Required work -
Update the records that follow by replacing "positive clicks" with "foreground clicks" throughout, leaving everything else unchanged, and omit the pictures from your answer.

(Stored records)

☆ ☆ ☆

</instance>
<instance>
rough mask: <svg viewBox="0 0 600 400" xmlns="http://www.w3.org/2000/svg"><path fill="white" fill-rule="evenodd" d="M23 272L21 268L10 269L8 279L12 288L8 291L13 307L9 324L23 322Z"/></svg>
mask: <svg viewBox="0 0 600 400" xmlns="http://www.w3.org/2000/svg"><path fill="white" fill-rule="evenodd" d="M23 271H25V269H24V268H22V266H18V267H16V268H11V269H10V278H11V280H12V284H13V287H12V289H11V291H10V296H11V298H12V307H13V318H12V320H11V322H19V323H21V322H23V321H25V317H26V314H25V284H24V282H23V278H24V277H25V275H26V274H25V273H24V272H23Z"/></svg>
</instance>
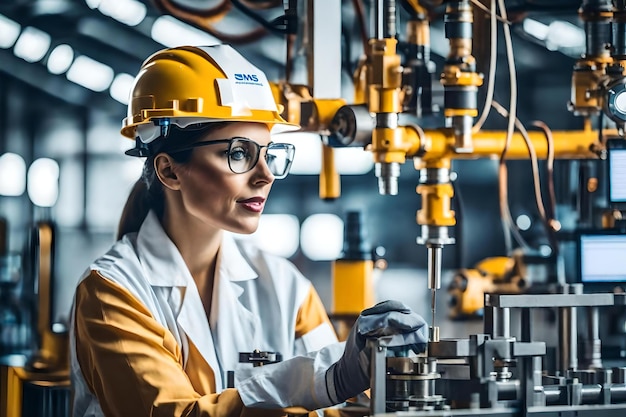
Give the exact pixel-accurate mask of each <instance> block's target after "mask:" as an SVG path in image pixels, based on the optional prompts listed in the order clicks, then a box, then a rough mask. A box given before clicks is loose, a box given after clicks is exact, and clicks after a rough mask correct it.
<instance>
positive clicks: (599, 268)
mask: <svg viewBox="0 0 626 417" xmlns="http://www.w3.org/2000/svg"><path fill="white" fill-rule="evenodd" d="M578 259H579V273H580V281H581V282H582V283H583V284H590V283H626V233H623V232H621V231H602V230H600V231H594V232H582V233H580V235H579V238H578Z"/></svg>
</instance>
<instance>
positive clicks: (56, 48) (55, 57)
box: [47, 44, 74, 75]
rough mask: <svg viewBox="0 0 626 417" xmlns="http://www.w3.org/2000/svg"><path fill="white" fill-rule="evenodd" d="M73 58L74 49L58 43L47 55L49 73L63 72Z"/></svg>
mask: <svg viewBox="0 0 626 417" xmlns="http://www.w3.org/2000/svg"><path fill="white" fill-rule="evenodd" d="M73 60H74V50H73V49H72V47H71V46H69V45H65V44H64V45H59V46H57V47H56V48H54V49H53V50H52V52H50V56H49V57H48V62H47V66H48V71H49V72H50V73H51V74H56V75H58V74H63V73H64V72H65V71H67V70H68V68H69V67H70V65H72V61H73Z"/></svg>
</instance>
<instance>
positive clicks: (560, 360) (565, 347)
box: [559, 307, 578, 375]
mask: <svg viewBox="0 0 626 417" xmlns="http://www.w3.org/2000/svg"><path fill="white" fill-rule="evenodd" d="M576 327H577V320H576V307H559V351H560V352H559V370H560V372H561V375H565V374H566V373H567V371H568V370H576V369H578V341H577V340H576Z"/></svg>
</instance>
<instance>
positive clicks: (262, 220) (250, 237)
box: [249, 214, 300, 258]
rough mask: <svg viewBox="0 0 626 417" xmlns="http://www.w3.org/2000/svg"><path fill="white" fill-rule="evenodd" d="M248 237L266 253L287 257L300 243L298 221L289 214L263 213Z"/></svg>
mask: <svg viewBox="0 0 626 417" xmlns="http://www.w3.org/2000/svg"><path fill="white" fill-rule="evenodd" d="M249 239H251V240H252V241H253V242H255V243H256V245H257V246H259V247H261V248H263V249H264V250H266V251H267V252H268V253H271V254H274V255H278V256H282V257H283V258H289V257H291V256H293V254H294V253H296V251H297V250H298V246H299V244H300V222H299V221H298V218H297V217H296V216H294V215H291V214H264V215H262V216H261V218H260V220H259V228H258V229H257V230H256V232H254V233H253V234H251V235H249Z"/></svg>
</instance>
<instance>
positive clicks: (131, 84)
mask: <svg viewBox="0 0 626 417" xmlns="http://www.w3.org/2000/svg"><path fill="white" fill-rule="evenodd" d="M134 81H135V77H133V76H132V75H130V74H125V73H121V74H117V75H116V76H115V79H114V80H113V83H112V84H111V88H109V93H110V94H111V97H113V98H114V99H115V100H117V101H119V102H120V103H122V104H128V98H129V96H130V89H131V88H132V87H133V82H134Z"/></svg>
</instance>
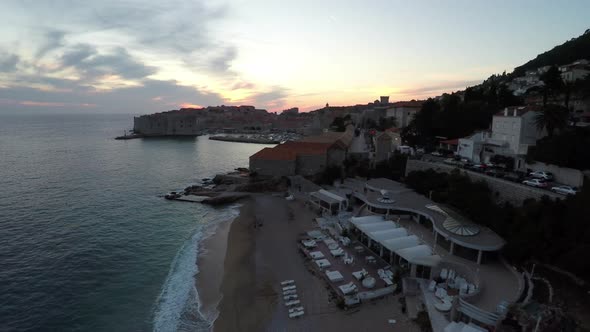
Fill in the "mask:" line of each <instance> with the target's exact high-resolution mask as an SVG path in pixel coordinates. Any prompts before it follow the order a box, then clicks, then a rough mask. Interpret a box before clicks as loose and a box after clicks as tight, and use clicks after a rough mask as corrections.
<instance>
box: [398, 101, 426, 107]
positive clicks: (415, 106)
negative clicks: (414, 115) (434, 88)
mask: <svg viewBox="0 0 590 332" xmlns="http://www.w3.org/2000/svg"><path fill="white" fill-rule="evenodd" d="M422 104H424V101H421V100H414V101H398V102H396V103H393V104H392V105H393V106H394V107H417V108H420V107H422Z"/></svg>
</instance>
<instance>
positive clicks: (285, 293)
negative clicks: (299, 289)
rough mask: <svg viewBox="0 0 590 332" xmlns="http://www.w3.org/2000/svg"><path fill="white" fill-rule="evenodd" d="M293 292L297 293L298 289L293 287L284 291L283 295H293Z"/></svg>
mask: <svg viewBox="0 0 590 332" xmlns="http://www.w3.org/2000/svg"><path fill="white" fill-rule="evenodd" d="M293 294H297V290H295V289H291V290H288V291H284V292H283V295H293Z"/></svg>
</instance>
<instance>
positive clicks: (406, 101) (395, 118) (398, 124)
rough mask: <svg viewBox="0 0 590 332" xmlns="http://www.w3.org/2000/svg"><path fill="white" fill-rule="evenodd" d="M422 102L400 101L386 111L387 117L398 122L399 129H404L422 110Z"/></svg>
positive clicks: (406, 126) (386, 115) (398, 126)
mask: <svg viewBox="0 0 590 332" xmlns="http://www.w3.org/2000/svg"><path fill="white" fill-rule="evenodd" d="M422 103H423V102H422V101H400V102H397V103H393V104H392V105H391V107H389V108H388V109H387V111H386V114H385V117H387V118H393V117H395V119H396V120H397V127H398V128H404V127H407V126H408V124H410V122H411V121H412V119H413V118H414V116H415V115H416V113H418V112H419V111H420V109H421V108H422Z"/></svg>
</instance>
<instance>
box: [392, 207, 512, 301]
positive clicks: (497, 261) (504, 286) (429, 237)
mask: <svg viewBox="0 0 590 332" xmlns="http://www.w3.org/2000/svg"><path fill="white" fill-rule="evenodd" d="M400 224H401V225H402V226H403V227H405V228H406V229H408V231H409V232H410V233H413V234H415V235H416V236H418V237H419V238H420V239H421V240H422V241H424V242H425V243H426V244H428V245H430V246H431V247H433V248H434V251H435V252H436V253H437V254H438V255H440V256H441V257H442V263H443V264H444V263H445V262H449V263H452V264H458V265H462V266H465V267H466V268H467V269H469V270H471V271H473V272H475V274H477V275H478V276H479V279H480V294H479V295H477V296H475V298H471V299H468V302H470V303H472V304H474V305H476V306H478V307H479V308H481V309H484V310H487V311H490V312H495V311H496V307H497V305H498V304H499V303H500V302H501V301H509V302H513V301H516V300H517V299H518V295H519V294H517V293H518V288H519V282H518V279H517V278H516V276H515V275H514V273H513V272H512V271H510V270H508V269H507V268H506V267H505V266H504V264H502V262H500V261H493V262H489V263H485V264H482V265H477V263H475V262H472V261H469V260H467V259H464V258H461V257H458V256H454V255H451V254H449V252H448V251H447V250H446V249H444V248H443V247H441V246H439V245H436V246H434V235H433V234H432V231H431V230H429V229H427V228H425V227H423V226H422V225H419V224H417V223H416V222H414V221H413V220H408V219H401V220H400Z"/></svg>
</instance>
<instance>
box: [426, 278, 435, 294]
mask: <svg viewBox="0 0 590 332" xmlns="http://www.w3.org/2000/svg"><path fill="white" fill-rule="evenodd" d="M435 290H436V281H434V280H431V281H430V284H428V291H429V292H434V291H435Z"/></svg>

☆ ☆ ☆

Result -
</instance>
<instance>
rough mask: <svg viewBox="0 0 600 400" xmlns="http://www.w3.org/2000/svg"><path fill="white" fill-rule="evenodd" d="M23 272L21 268L10 269L8 279L12 288L8 291L13 307L9 324L23 322Z"/></svg>
mask: <svg viewBox="0 0 600 400" xmlns="http://www.w3.org/2000/svg"><path fill="white" fill-rule="evenodd" d="M23 271H25V269H24V268H22V266H18V267H16V268H11V269H10V278H11V280H12V284H13V287H12V289H11V291H10V296H11V298H12V307H13V318H12V320H11V322H19V323H21V322H23V321H25V317H26V314H25V284H24V282H23V278H24V277H25V275H26V274H25V273H24V272H23Z"/></svg>
</instance>
Give the exact pixel-accurate mask of each <instance> block's target after "mask:" as an SVG path in image pixels, based on the optional prompts listed in the order clicks, then a box, then a rough mask. A box given before clicks is loose, a box given after clicks is exact, and clicks after a rough mask correct it.
<instance>
foreground clicks: (599, 268)
mask: <svg viewBox="0 0 626 417" xmlns="http://www.w3.org/2000/svg"><path fill="white" fill-rule="evenodd" d="M578 259H579V273H580V281H581V282H582V283H583V284H590V283H626V233H623V232H621V231H602V230H600V231H594V232H582V233H580V235H579V238H578Z"/></svg>
</instance>
<instance>
foreground clicks: (56, 48) (55, 57)
box: [47, 44, 74, 75]
rough mask: <svg viewBox="0 0 626 417" xmlns="http://www.w3.org/2000/svg"><path fill="white" fill-rule="evenodd" d="M73 58L74 49L58 43L47 55L49 73L63 72Z"/></svg>
mask: <svg viewBox="0 0 626 417" xmlns="http://www.w3.org/2000/svg"><path fill="white" fill-rule="evenodd" d="M73 60H74V50H73V49H72V47H71V46H69V45H65V44H64V45H59V46H57V47H56V48H54V49H53V50H52V52H50V56H49V57H48V62H47V66H48V71H49V72H50V73H51V74H56V75H58V74H63V73H64V72H65V71H67V70H68V68H69V67H70V65H72V61H73Z"/></svg>
</instance>
<instance>
foreground clicks: (560, 360) (565, 347)
box: [559, 307, 578, 375]
mask: <svg viewBox="0 0 626 417" xmlns="http://www.w3.org/2000/svg"><path fill="white" fill-rule="evenodd" d="M576 327H577V320H576V307H559V351H560V352H559V370H560V372H561V375H565V374H566V373H567V371H568V370H576V369H578V341H577V340H576Z"/></svg>
</instance>
<instance>
foreground clicks: (262, 220) (250, 237)
box: [249, 214, 300, 258]
rough mask: <svg viewBox="0 0 626 417" xmlns="http://www.w3.org/2000/svg"><path fill="white" fill-rule="evenodd" d="M248 237L266 253L287 257L300 243L298 221L289 214L263 213Z"/></svg>
mask: <svg viewBox="0 0 626 417" xmlns="http://www.w3.org/2000/svg"><path fill="white" fill-rule="evenodd" d="M249 239H251V240H252V241H253V242H255V243H256V245H257V246H259V247H261V248H263V249H264V250H266V251H267V252H268V253H271V254H274V255H278V256H282V257H283V258H289V257H291V256H293V254H294V253H296V251H297V250H298V246H299V244H300V222H299V221H298V218H297V217H296V216H294V215H291V214H264V215H262V216H261V218H260V220H259V228H258V229H257V230H256V232H254V233H253V234H251V235H249Z"/></svg>
</instance>
<instance>
foreground clicks: (131, 84)
mask: <svg viewBox="0 0 626 417" xmlns="http://www.w3.org/2000/svg"><path fill="white" fill-rule="evenodd" d="M134 81H135V77H133V76H132V75H130V74H125V73H121V74H117V75H116V76H115V79H114V80H113V83H112V84H111V88H109V93H110V94H111V97H113V98H114V99H115V100H117V101H119V102H120V103H122V104H128V98H129V96H130V89H131V88H132V87H133V82H134Z"/></svg>
</instance>
Fill in the "mask:" line of each <instance> with the target's exact high-resolution mask as an SVG path in pixel coordinates. Any prompts before it follow the order a box, then clicks, then a rough mask. Interpret a box before clicks as loose and a box after clicks as tight, and use clicks after a rough mask as corrections.
<instance>
box: [398, 101, 426, 107]
foreground clicks: (415, 106)
negative clicks: (414, 115) (434, 88)
mask: <svg viewBox="0 0 590 332" xmlns="http://www.w3.org/2000/svg"><path fill="white" fill-rule="evenodd" d="M422 104H424V101H421V100H414V101H398V102H396V103H393V104H392V105H393V106H394V107H417V108H420V107H422Z"/></svg>
</instance>
<instance>
foreground clicks: (285, 293)
negative clicks: (299, 289)
rough mask: <svg viewBox="0 0 590 332" xmlns="http://www.w3.org/2000/svg"><path fill="white" fill-rule="evenodd" d="M293 292L297 293L298 289L293 287L284 291L283 295H293Z"/></svg>
mask: <svg viewBox="0 0 590 332" xmlns="http://www.w3.org/2000/svg"><path fill="white" fill-rule="evenodd" d="M293 294H297V290H295V289H291V290H288V291H284V292H283V295H293Z"/></svg>
</instance>
<instance>
foreground clicks: (406, 101) (395, 118) (398, 124)
rough mask: <svg viewBox="0 0 590 332" xmlns="http://www.w3.org/2000/svg"><path fill="white" fill-rule="evenodd" d="M422 102L400 101L386 111L387 117L398 122L399 129H404L422 110Z"/></svg>
foreground clicks: (406, 126) (386, 115) (398, 126)
mask: <svg viewBox="0 0 590 332" xmlns="http://www.w3.org/2000/svg"><path fill="white" fill-rule="evenodd" d="M422 103H423V102H422V101H400V102H397V103H393V104H392V105H391V107H389V108H388V109H387V111H386V114H385V117H387V118H393V117H395V119H396V120H397V127H398V128H404V127H407V126H408V124H410V122H411V121H412V119H413V118H414V116H415V115H416V113H418V112H419V111H420V109H421V108H422Z"/></svg>
</instance>
<instance>
box: [392, 207, 512, 301]
foreground clicks: (497, 261) (504, 286) (429, 237)
mask: <svg viewBox="0 0 590 332" xmlns="http://www.w3.org/2000/svg"><path fill="white" fill-rule="evenodd" d="M400 224H401V225H402V226H403V227H405V228H406V229H408V231H409V232H410V233H413V234H415V235H416V236H418V237H419V238H420V239H421V240H422V241H424V242H425V243H426V244H428V245H430V246H431V247H433V248H434V251H435V252H436V253H437V254H438V255H440V256H441V257H442V263H443V264H444V263H445V262H449V263H452V264H458V265H462V266H465V267H466V268H467V269H469V270H471V271H473V272H475V274H477V275H478V276H479V279H480V294H479V295H477V296H475V298H471V299H468V302H470V303H472V304H474V305H476V306H478V307H479V308H481V309H484V310H487V311H490V312H495V311H496V307H497V305H498V304H499V303H500V302H501V301H509V302H513V301H516V300H517V299H518V295H519V294H517V293H518V288H519V282H518V279H517V278H516V276H515V275H514V273H513V272H512V271H510V270H508V269H507V268H506V267H505V266H504V264H502V262H500V261H493V262H489V263H485V264H482V265H477V263H475V262H472V261H469V260H467V259H464V258H461V257H458V256H454V255H451V254H449V252H448V251H447V250H446V249H444V248H443V247H441V246H439V245H436V246H434V235H433V234H432V231H431V230H429V229H427V228H425V227H423V226H422V225H419V224H417V223H416V222H414V221H413V220H408V219H401V220H400Z"/></svg>
</instance>
<instance>
box: [426, 278, 435, 294]
mask: <svg viewBox="0 0 590 332" xmlns="http://www.w3.org/2000/svg"><path fill="white" fill-rule="evenodd" d="M435 290H436V281H434V280H431V281H430V284H428V291H429V292H434V291H435Z"/></svg>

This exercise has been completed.